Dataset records
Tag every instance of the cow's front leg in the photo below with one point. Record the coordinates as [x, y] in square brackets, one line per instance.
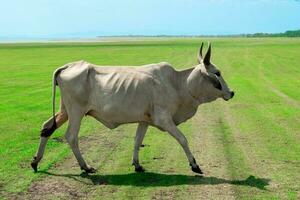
[72, 138]
[140, 134]
[172, 129]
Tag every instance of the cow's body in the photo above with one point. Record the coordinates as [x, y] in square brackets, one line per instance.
[118, 95]
[154, 94]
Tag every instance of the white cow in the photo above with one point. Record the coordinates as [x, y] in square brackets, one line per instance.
[154, 94]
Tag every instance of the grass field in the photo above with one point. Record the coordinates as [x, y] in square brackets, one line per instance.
[248, 148]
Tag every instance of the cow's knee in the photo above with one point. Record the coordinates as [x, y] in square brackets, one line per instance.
[70, 139]
[60, 118]
[48, 128]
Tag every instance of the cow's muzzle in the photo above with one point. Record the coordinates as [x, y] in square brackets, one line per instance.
[228, 96]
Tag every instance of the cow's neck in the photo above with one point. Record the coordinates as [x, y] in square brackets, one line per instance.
[186, 96]
[195, 89]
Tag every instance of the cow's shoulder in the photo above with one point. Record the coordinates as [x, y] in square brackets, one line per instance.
[162, 69]
[75, 70]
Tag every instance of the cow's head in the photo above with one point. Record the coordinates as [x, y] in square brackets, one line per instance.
[206, 80]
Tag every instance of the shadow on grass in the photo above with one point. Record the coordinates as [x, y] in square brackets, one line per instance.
[149, 179]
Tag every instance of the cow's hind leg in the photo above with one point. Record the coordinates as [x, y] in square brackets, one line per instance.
[48, 128]
[140, 134]
[72, 138]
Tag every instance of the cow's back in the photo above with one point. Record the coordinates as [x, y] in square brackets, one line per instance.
[117, 95]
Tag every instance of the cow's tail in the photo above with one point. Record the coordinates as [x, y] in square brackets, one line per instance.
[55, 74]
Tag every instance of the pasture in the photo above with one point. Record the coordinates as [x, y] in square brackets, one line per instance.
[248, 147]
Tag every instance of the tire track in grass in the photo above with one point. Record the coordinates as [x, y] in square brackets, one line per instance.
[272, 87]
[211, 155]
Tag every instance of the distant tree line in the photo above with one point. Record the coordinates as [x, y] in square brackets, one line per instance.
[294, 33]
[291, 33]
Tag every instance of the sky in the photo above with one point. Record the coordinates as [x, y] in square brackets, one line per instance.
[90, 18]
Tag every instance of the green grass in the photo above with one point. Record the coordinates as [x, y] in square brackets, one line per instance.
[255, 137]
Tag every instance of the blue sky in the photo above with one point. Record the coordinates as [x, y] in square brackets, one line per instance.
[89, 18]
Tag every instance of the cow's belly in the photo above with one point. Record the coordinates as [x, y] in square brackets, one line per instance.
[114, 110]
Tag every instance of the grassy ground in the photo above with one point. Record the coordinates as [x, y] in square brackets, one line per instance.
[248, 147]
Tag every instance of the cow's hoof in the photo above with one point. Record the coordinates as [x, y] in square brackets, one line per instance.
[197, 170]
[139, 169]
[34, 166]
[89, 170]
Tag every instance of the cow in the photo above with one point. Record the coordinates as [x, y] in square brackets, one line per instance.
[150, 95]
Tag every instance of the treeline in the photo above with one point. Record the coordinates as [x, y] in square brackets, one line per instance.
[295, 33]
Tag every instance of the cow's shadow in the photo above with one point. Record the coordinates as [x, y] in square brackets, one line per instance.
[156, 179]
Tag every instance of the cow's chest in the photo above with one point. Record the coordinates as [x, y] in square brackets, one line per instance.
[184, 112]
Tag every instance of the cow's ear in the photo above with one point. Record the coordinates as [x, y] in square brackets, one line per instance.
[200, 58]
[207, 56]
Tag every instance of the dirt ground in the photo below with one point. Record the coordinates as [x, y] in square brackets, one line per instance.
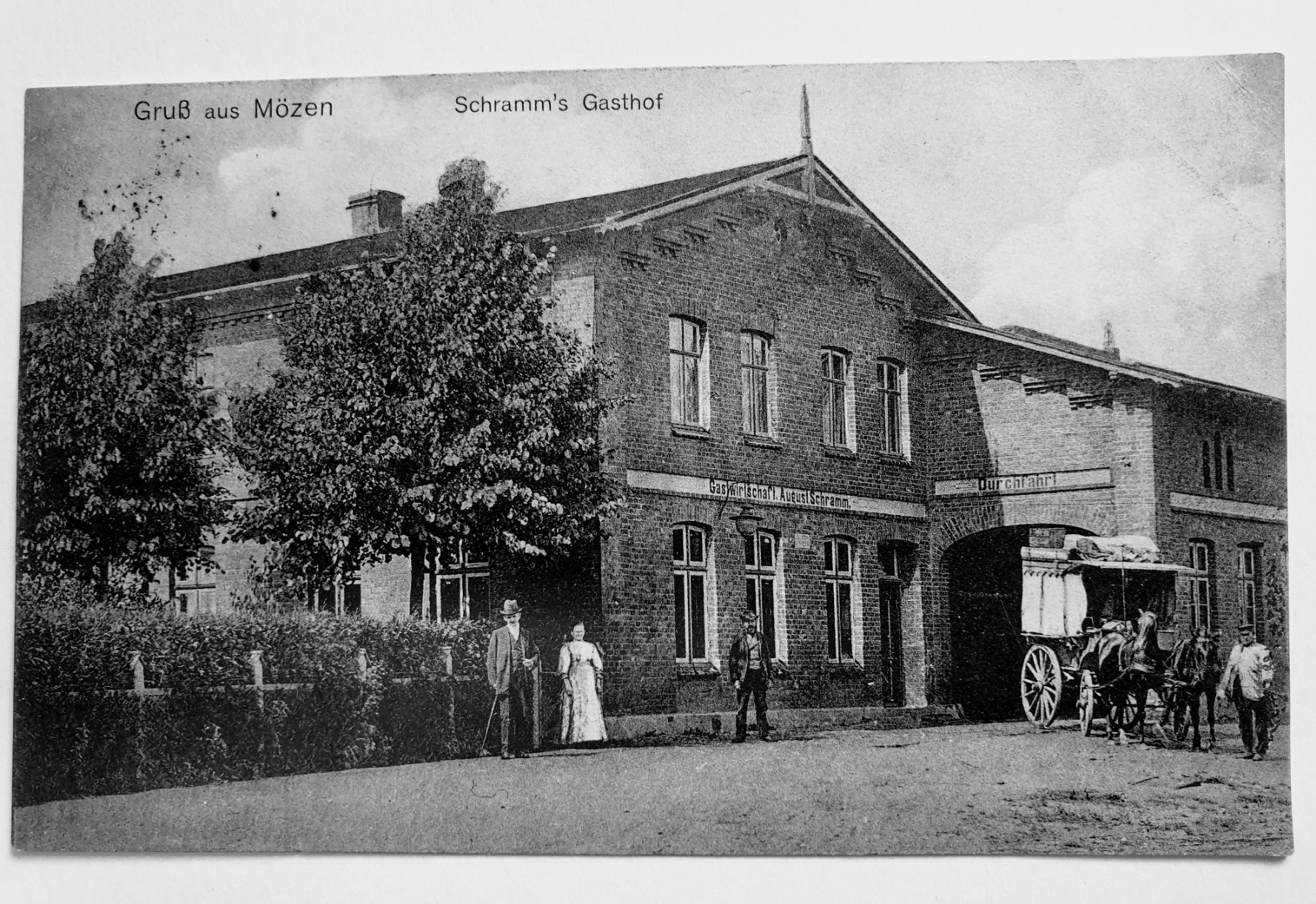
[950, 790]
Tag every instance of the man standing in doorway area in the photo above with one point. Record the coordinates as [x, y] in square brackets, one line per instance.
[512, 656]
[1248, 679]
[752, 670]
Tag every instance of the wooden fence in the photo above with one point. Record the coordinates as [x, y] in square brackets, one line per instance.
[259, 687]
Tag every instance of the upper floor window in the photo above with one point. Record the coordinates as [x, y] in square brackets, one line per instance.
[755, 383]
[891, 393]
[1200, 604]
[1248, 585]
[838, 587]
[687, 357]
[690, 587]
[1218, 463]
[838, 399]
[761, 585]
[461, 581]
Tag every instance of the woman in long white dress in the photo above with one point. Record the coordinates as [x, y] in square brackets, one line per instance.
[581, 666]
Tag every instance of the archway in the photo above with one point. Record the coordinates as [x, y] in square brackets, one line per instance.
[985, 583]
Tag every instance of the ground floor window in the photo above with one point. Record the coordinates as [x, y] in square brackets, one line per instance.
[344, 600]
[460, 581]
[690, 590]
[1199, 585]
[761, 586]
[1248, 586]
[838, 575]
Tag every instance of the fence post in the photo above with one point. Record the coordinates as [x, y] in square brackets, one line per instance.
[258, 677]
[535, 719]
[452, 692]
[135, 661]
[138, 673]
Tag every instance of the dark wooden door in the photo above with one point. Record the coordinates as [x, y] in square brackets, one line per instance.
[892, 644]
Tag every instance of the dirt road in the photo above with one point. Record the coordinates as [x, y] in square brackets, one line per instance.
[953, 790]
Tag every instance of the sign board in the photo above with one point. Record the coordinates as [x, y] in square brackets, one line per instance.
[772, 493]
[1046, 537]
[1040, 482]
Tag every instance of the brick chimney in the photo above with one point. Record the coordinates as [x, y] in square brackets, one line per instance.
[375, 212]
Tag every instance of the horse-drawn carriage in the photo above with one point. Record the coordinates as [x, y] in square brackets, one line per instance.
[1098, 614]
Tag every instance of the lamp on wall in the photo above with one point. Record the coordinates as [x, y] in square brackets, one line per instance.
[746, 522]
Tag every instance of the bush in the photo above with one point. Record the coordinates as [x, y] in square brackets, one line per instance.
[79, 731]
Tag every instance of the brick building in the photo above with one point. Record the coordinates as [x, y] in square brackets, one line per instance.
[820, 431]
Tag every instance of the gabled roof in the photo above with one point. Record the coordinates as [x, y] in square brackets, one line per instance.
[636, 205]
[596, 210]
[1053, 345]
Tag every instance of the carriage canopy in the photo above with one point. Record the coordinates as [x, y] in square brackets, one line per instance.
[1083, 585]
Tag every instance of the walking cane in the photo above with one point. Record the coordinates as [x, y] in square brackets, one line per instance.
[484, 742]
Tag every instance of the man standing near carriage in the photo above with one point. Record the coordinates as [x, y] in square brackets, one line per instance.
[1248, 678]
[511, 658]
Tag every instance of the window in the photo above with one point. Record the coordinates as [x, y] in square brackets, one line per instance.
[689, 365]
[838, 399]
[348, 602]
[1216, 459]
[690, 583]
[761, 583]
[1199, 585]
[1248, 586]
[194, 590]
[460, 582]
[891, 396]
[838, 588]
[755, 349]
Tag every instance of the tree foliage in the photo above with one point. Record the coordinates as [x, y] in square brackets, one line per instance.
[427, 399]
[116, 442]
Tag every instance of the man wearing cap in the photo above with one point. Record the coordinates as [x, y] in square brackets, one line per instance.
[752, 669]
[1248, 678]
[512, 656]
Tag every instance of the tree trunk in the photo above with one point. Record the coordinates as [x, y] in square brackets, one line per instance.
[103, 579]
[418, 595]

Exercise directions:
Leave out the pictures and give the rest of the records again exactly.

Response to the task:
Tag every instance of the cow's front leg in the photo below with one point. Record the coordinates as [x, y] in square brackets, one line per instance.
[72, 138]
[140, 134]
[172, 129]
Tag every instance of the cow's body in the photo above with one point. Record the coordinates as [x, y] in square brackets, one line per instance.
[118, 95]
[154, 94]
Tag every instance of the white cow in the photo above with one point. Record the coordinates as [x, y] in square brackets, one line per instance.
[154, 94]
Tag every instance of the grass field in the photo above with one point. Record the coordinates as [x, y] in square brackets, one line per instance.
[248, 148]
Tag every instance of the cow's knee in the photo above with one point. Record the coordinates as [x, y] in square brackets, one line per instance.
[70, 139]
[60, 118]
[48, 128]
Tag every instance of the cow's muzzle in the photo above with one point. Record the coordinates as [x, y] in square brackets, one line per instance.
[228, 96]
Tag every instance of the cow's neck in the photo above with one point. Record the coordinates as [x, y] in square brackets, one line per instance.
[186, 96]
[195, 89]
Tag every instance of the cow's shoulder in the photo above with one point. Record the coordinates as [x, y] in square brackets, one line per instance.
[162, 69]
[75, 70]
Tag every instance of the cow's head in the photo above with one point. Record the coordinates as [x, y] in square brackets, one line per instance.
[206, 80]
Tag every instance of the shadow on grass in the photo above with one point. Record the coordinates as [x, y] in square brackets, one line per instance.
[149, 179]
Tag every instance of the cow's hind leg in the photo above with one point. Record the coordinates as [x, y] in square brackets, one line per instance.
[48, 128]
[140, 134]
[72, 138]
Tag every instance of the cow's back in the photo above with one point. Record the coordinates as [x, y] in square brackets, one line per instance.
[117, 95]
Tag every instance of the cow's tail in the photo above with one point. Record the coordinates as [x, y] in square brackets, one line per instance.
[55, 74]
Tag every instance of the pasture in the photo above with one point. Record the coordinates as [x, y] in square brackets, one line per instance.
[248, 147]
Tag every instance of the tire track in grass in the photo above with one point. Record the coordinates as [x, y] in square brackets, one line per instance.
[272, 87]
[211, 155]
Tag every instance of the distant tree line in the photo above with one point. Record the coordinates as [x, y] in square brackets, one line per instance.
[294, 33]
[291, 33]
Tag every instance of the sky in the photo above with one point. Record the coordinates as [x, y] in square brackets, one line per instance.
[90, 18]
Tag every instance of the green grass in the photo above with one point. Record the coordinates as [x, y] in square brackets, one line per instance.
[255, 137]
Tag every instance of the blue sky in the photo above with one point. Record the coordinates as [x, y] in square brackets, one line per instance.
[89, 18]
Tag every instance of the cow's belly in the photo above with one point. Record the coordinates as [x, y] in square brackets, one line per instance.
[114, 110]
Tag every instance of the grassy ground in the photo above with one point. Record the coordinates as [x, y] in square brackets, one line per instance.
[248, 147]
Tag every instance of the cow's hoof in the photo above with one point. Record the coordinates as [x, y] in square brackets, one line per instance.
[197, 170]
[139, 169]
[34, 166]
[89, 170]
Tag every instance of the cow in the photo above with one point. Record the coordinates as [x, y] in square brackets, one line per instance.
[150, 95]
Tag every instance of the treeline in the photo above with one point. Record the coordinates as [x, y] in square brackets, one line per instance.
[295, 33]
Tag every instance of the cow's shadow in the photo above with one point. Record the coordinates as [x, y] in square brackets, one line per instance.
[156, 179]
Tag every instance of the cow's chest in the photo above with one point. Record the coordinates as [x, y] in square brackets, one line per instance.
[184, 112]
Tag every instance of the cow's ear in the photo above with one point. Record the coordinates as [x, y] in square brackets, one line per instance.
[200, 58]
[207, 56]
Tag every instance of the dirt ground in the photo below with one point. Record the coordinates as [x, y] in square brackets, one line per instance.
[950, 790]
Tag every instance of the man standing in doorway area in the photo above with one point. Record the coordinates as [x, y] in square brackets, one line per instance.
[512, 656]
[1248, 679]
[752, 670]
Tag every instance of the wooden fence in the photo above with one point. Record the coordinates as [x, y] in square brackets, one line per instance.
[259, 687]
Tag every instance of the upper floor window in the photo above with one point. Record the coordinates as [x, y] in square brackets, one line per instance.
[755, 383]
[891, 393]
[1200, 604]
[1248, 585]
[838, 587]
[687, 357]
[690, 587]
[1218, 463]
[838, 399]
[761, 585]
[461, 581]
Tag every instance of the woman in long white dress in the photo above with one point. Record the coordinates as [x, y] in square brackets, one line per instance.
[581, 666]
Tag every instance of the archway in the photo above with one point. Record the coordinates as [x, y] in square brackets, one line per instance.
[985, 583]
Tag every instance of the ground floor window in the photo above with one point. Record the coordinates as [x, y] in square brackets, one line per instance.
[344, 600]
[460, 581]
[690, 590]
[1199, 585]
[761, 586]
[1248, 586]
[838, 575]
Tag every instance of the fence post in the photo above with one point. Record the coordinates as [x, y] in square brackets, one line per instance.
[258, 677]
[535, 719]
[452, 692]
[135, 661]
[138, 673]
Tag every instance of the dark wooden door in the photo above with one point. Record the coordinates as [x, y] in square brackets, one line per instance.
[892, 644]
Tag every instance of the dirt road in the photo above with one point. Record the coordinates as [x, y] in square brackets, one line per instance.
[953, 790]
Tag every instance of the sign board in the photo above with one point. Record the coordinates as [x, y] in square brackets, one line per instance.
[772, 493]
[1046, 537]
[1040, 482]
Tag every instance of the brick chimney in the photo above with one point. Record the coordinates as [x, y] in square brackets, one line per instance.
[375, 212]
Tag every instance of the horse-drawn carriage in the photo above with one point. Record the coordinates as [x, y] in square brackets, one line per instance.
[1098, 614]
Tag every instance of the lamp on wall in the photo above with one point. Record the coordinates as [x, y] in square brackets, one line per instance.
[746, 522]
Tag every instance of the bush in the photo above with one point. Record the coordinates as [x, y] in square brackets, one line per instance.
[79, 731]
Tag every instance of the brick building in the photo above with one point. Record the coordinates as [x, y] in square brackets, one line per instance.
[820, 431]
Tag every instance of the gabled roof in the photo above with one point. Record the coordinates as [x, y] in square brackets, one line per instance.
[636, 205]
[596, 210]
[1053, 345]
Tag every instance of the carriage canopy in the photo above with one point. Record the coordinates as [x, y] in square brackets, one line per instance.
[1083, 585]
Tag every instance of the walking cane in the photo above with one point. Record the coordinates as [x, y] in square brackets, one line per instance.
[484, 742]
Tag every instance of the man standing near carriage in the photo above with one point. Record the coordinates as [x, y] in square brackets, one line per instance.
[1248, 678]
[511, 658]
Tag every instance of the window in the photo above with one point. Record the coordinates as [x, y] in square brackets, one line per instance.
[689, 365]
[838, 399]
[348, 602]
[1216, 459]
[690, 583]
[761, 583]
[1199, 585]
[1248, 586]
[194, 590]
[460, 582]
[891, 396]
[838, 588]
[755, 349]
Tag every instance of the tree foliage in the photo above with one point. Record the coordinates as [x, y] in square brackets, one line per instance.
[427, 399]
[116, 442]
Tag every instance of the man wearing cap in the photo above with one point. Record the coordinates as [x, y] in square brackets, one line per instance.
[752, 669]
[1248, 678]
[512, 656]
Tag every instance of the tree trunk in the photo above with one point. Record the coordinates as [x, y] in square brackets, one line per instance.
[103, 579]
[418, 595]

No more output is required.